Mathematics
AsleepAndUnafraid21:

URGENT PLZ HELP NOW Part C: Find the distance from B to E and from P to E. Show your work. (4 points)

AsleepAndUnafraid21:

here is the image

AsleepAndUnafraid21:

@aqual @uhhhkhakis plz help

UhhhKhakis:

I'm sorry fam I'm bad at math.

AsleepAndUnafraid21:

oh okay

AsleepAndUnafraid21:

@fortish @hunter3506 plz help

Fortish:

@uhhhkhakis wrote:
I'm sorry fam I'm bad at math.
Same xd

Aqual:

I'm looking now

AsleepAndUnafraid21:

ty

Aqual:

Fist you're going to give the perimeter of cgrp

Aqual:

So use $p = 2(a+b)$

Aqual:

p + 2(side + base)

Aqual:

p = 2(400 + 600)

AsleepAndUnafraid21:

so 2,000

Aqual:

Yes

Aqual:

And I realized I'm dropping that won't, my bad

Aqual:

Perimeter isn't necessary

AsleepAndUnafraid21:

oh ok

Aqual:

@aqual wrote:
And I realized I'm dropping that won't, my bad
Doing*

Aqual:

Wrong*

AsleepAndUnafraid21:

I belive i'm supposed to be using proportions but idk where to start

Aqual:

Is angle cgr congruent to bpe

AsleepAndUnafraid21:

i think so

AsleepAndUnafraid21:

aren't they alternative interior angles?

Aqual:

so line segment cb is in the same position as line segment, or side, bp

AsleepAndUnafraid21:

yes

Aqual:

so to find the change, you take side cb and divide the length by that of side bp

AsleepAndUnafraid21:

I'm confused. Is the person above me right?
══════════════════════════════
▶ **Required task A**: Return these lines from the records without any change. Begin at the line that has "889, one pair per line." and stop after the line that has "column 379, row 761".

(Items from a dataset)
══════════════════════════════
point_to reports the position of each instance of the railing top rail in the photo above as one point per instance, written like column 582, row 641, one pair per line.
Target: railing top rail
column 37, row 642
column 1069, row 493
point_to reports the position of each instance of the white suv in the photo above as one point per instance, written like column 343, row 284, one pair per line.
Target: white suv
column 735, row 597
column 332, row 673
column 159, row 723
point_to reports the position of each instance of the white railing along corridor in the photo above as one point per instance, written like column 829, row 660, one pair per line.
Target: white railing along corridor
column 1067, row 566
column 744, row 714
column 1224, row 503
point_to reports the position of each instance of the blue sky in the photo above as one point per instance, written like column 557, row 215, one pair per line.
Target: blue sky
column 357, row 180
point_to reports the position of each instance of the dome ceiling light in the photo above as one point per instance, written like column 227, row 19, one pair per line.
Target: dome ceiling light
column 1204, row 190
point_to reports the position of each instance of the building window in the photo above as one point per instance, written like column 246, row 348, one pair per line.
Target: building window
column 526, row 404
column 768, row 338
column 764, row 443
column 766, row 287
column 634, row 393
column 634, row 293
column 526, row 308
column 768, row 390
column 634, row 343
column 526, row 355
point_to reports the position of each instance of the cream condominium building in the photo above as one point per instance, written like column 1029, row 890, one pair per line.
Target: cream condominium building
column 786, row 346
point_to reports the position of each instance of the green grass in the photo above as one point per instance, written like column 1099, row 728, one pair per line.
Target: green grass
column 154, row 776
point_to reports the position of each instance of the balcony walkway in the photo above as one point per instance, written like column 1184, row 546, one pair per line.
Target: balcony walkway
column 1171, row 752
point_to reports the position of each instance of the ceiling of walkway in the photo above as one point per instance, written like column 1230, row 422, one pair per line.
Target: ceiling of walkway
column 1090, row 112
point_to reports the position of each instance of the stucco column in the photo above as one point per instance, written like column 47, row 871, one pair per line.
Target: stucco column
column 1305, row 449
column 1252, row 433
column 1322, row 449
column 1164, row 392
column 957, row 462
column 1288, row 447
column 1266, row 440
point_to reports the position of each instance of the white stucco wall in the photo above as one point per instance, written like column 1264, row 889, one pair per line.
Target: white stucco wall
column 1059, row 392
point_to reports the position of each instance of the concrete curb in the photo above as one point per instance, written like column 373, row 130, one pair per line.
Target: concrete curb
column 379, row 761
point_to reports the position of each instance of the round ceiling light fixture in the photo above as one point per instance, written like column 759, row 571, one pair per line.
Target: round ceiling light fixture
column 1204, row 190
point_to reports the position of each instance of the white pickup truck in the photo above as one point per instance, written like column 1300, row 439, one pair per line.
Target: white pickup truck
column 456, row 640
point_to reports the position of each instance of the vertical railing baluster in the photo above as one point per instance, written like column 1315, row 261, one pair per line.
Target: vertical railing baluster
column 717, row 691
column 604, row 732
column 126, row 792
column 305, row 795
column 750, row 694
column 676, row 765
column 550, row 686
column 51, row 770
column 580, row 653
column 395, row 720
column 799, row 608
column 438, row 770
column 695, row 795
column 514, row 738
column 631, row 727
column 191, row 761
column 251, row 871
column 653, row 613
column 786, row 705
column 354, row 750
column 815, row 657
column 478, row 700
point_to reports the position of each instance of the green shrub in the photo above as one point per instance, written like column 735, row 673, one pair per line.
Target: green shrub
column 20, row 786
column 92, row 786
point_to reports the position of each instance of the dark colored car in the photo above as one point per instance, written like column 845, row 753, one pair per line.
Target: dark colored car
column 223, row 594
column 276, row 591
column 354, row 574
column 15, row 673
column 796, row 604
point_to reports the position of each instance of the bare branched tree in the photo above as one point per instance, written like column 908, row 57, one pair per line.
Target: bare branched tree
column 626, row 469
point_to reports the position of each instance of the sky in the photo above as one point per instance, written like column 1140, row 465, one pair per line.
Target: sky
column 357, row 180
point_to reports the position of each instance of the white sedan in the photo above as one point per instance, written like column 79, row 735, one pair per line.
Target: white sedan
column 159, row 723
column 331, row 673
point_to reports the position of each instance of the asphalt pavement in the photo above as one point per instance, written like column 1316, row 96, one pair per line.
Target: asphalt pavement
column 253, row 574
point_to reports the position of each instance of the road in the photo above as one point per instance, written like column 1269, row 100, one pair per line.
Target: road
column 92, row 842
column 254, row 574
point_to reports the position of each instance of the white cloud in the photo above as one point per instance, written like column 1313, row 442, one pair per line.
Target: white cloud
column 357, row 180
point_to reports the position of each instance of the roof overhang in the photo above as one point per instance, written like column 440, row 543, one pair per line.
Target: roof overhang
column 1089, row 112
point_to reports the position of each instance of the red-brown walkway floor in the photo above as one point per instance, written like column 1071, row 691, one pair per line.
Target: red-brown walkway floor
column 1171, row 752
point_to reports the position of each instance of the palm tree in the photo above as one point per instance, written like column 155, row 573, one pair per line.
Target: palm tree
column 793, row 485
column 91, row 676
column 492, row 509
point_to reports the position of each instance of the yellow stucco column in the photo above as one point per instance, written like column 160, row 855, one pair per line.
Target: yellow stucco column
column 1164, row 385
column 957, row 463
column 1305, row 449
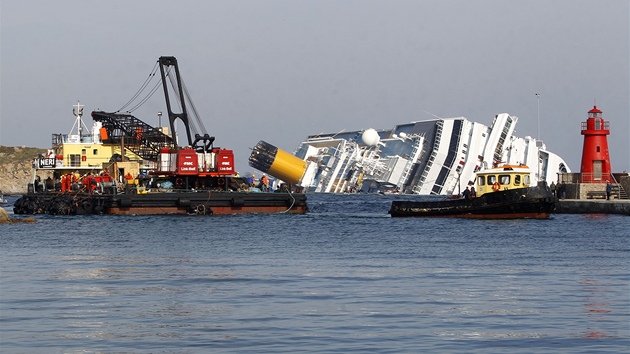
══════════════════════════════
▶ **Required task B**: In the forum thread, which two distances does Part C of the posted problem ask for?

▶ **Written reply A**:
point_to reports the position of each instance of the white stucco wall in the photo above as one point per instance, written like column 1264, row 889, one pair per line.
Target: white stucco wall
column 1059, row 392
point_to reports the position of each instance of the concrete curb in the photo above as one point per instance, written like column 373, row 130, one pair per line.
Target: concrete curb
column 379, row 761

▶ **Written reply B**: The distance from B to E and the distance from P to E.